* Begin EXCERPT *
Coming soon – bayesian estimates.

Let’s say that you have a collection of results that you wish to sort based on a number of criteria, how do you do this? There are a number of methods to do this, particularly if you can allow user actions to drive your relevance calculation. You can also employ some statistical methods to calculate the combined relevance.

But for us, let’s just assume that we have some data in an unsorted list without such info and that our data is simple enough such that we don’t need to resort to statistical methods to determine the relative relevance of the various attributes. A simple approach is based on using the \(L_2\) norm to determine the “distance” from the ideal result for each data point. In its simplest form, one normalizes each individual coordinate such that the distance along one column yields the same relative importance as the corresponding distance along another coordinate.

For instance, let’s say we have 3 attributes:

- date of birth
- first name
- last name
- geo coordinates

Individually, we might use the following criteria to sort the data. For date of birth, we can convert the whole date into seconds since 1970 and then subtract the two longs to determine their distance. we might also do something a little more complicated such as considering dates by looking at their component month, day and year portions and calculating a distance based on that. The idea is that the larger the distance, the worse the match. For this discussion, we’ll stick to just determing the number of seconds between the two dates. Hence we’d have

\( dateDistance = \sqrt{ (secondsSince1970For1stRecord – secondsSince1970For2ndRecord )^2 } \)For the names, we might just calculate the Levenshtein distance between them. If we get fancy, we can take into account word stems, use synonyms, nicknames etc.

\( firstNameDistance = levenshteinDistance(firstNameFor1stRecord, firstNameFor2ndRecord) \)ditto for the last name. Finally for the geo coordinates, we’ll use another metric to calculate the geographical distance

\( geoDistance = geoDistanceCalculator(geoCoordinateFor1stRecord, geoCoordinateFor2ndRecord) \)Combining these. We need to be able to compare the importance of having the correct birth vs having the same last name or at the same geo coordinates. Ideally, we’ll be able to pick a weight such that if the distance between to birthdates is 1, that will be equally important as the weighted distance between two last names. Ditto for the rest of the attributes.

so our new distance becomes:

\( multifactorDistance = \sqrt{( dateWeight * dateDistance^2 + firstNameWeight * firstNameDistance^2 + lastNameWeight * lastNameDistance^2 + geoWeight * geoDistance^2 ) } \)Note we can adjust the weights to change the relative importance of the various attributes when sorting.

Finally, since all we care about is the sort order, we actually don’t need to do the outer square root \( \sqrt{ – } \) . So we can just calculate:

\( multifactorDistanceSquared =( dateWeight * dateDistance^2 + firstNameWeight * firstNameDistance^2 +

lastNameWeight * lastNameDistance^2 + geoWeight * geoDistance^2 )

\)

And we’re done.
* End EXCERPT *
* Begin PROVIDED DATA *
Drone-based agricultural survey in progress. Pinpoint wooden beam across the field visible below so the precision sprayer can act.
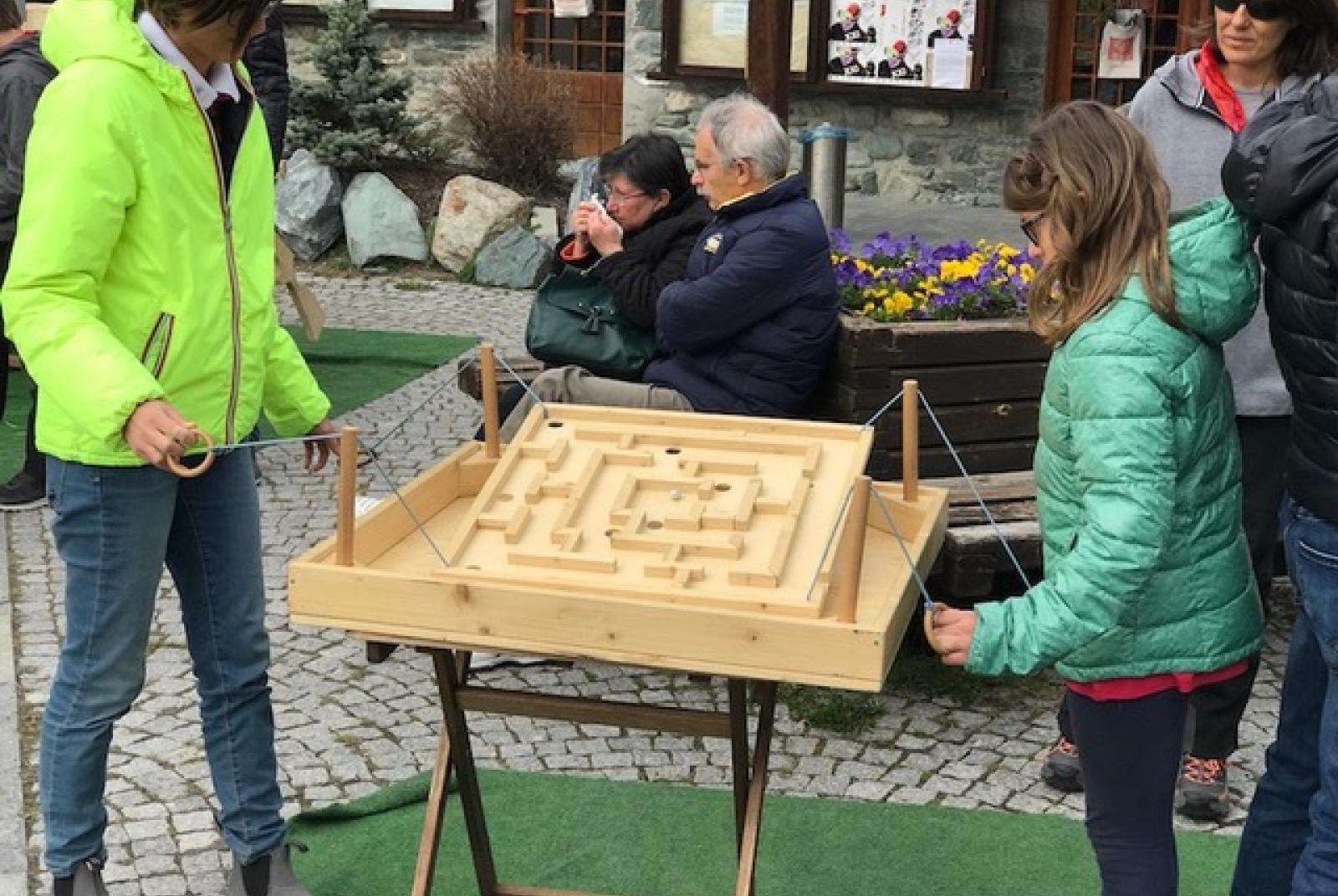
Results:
[744,0,794,125]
* End PROVIDED DATA *
CHALLENGE 1 =
In the sorting article, shorten the paragraph beginning "Individually, we might use the following criteria" or turn it into a list, keeping its main facts.
CHALLENGE 2 =
Repeat a passage from the sorting article word for word, starting at the words "Individually, we might" and ending after the words "synonyms, nicknames etc.".
This material isn't needed for anything here.

WRITTEN REPLY 1 =
- Date of birth can be compared by converting each date to seconds since 1970 and subtracting the two values.
- A more complicated option compares the month, day and year portions separately and calculates a distance from those.
- A larger distance means a worse match.
- This discussion uses only the number of seconds between the two dates.

WRITTEN REPLY 2 =
Individually, we might use the following criteria to sort the data. For date of birth, we can convert the whole date into seconds since 1970 and then subtract the two longs to determine their distance. we might also do something a little more complicated such as considering dates by looking at their component month, day and year portions and calculating a distance based on that. The idea is that the larger the distance, the worse the match. For this discussion, we’ll stick to just determing the number of seconds between the two dates. Hence we’d have

\( dateDistance = \sqrt{ (secondsSince1970For1stRecord – secondsSince1970For2ndRecord )^2 } \)For the names, we might just calculate the Levenshtein distance between them. If we get fancy, we can take into account word stems, use synonyms, nicknames etc.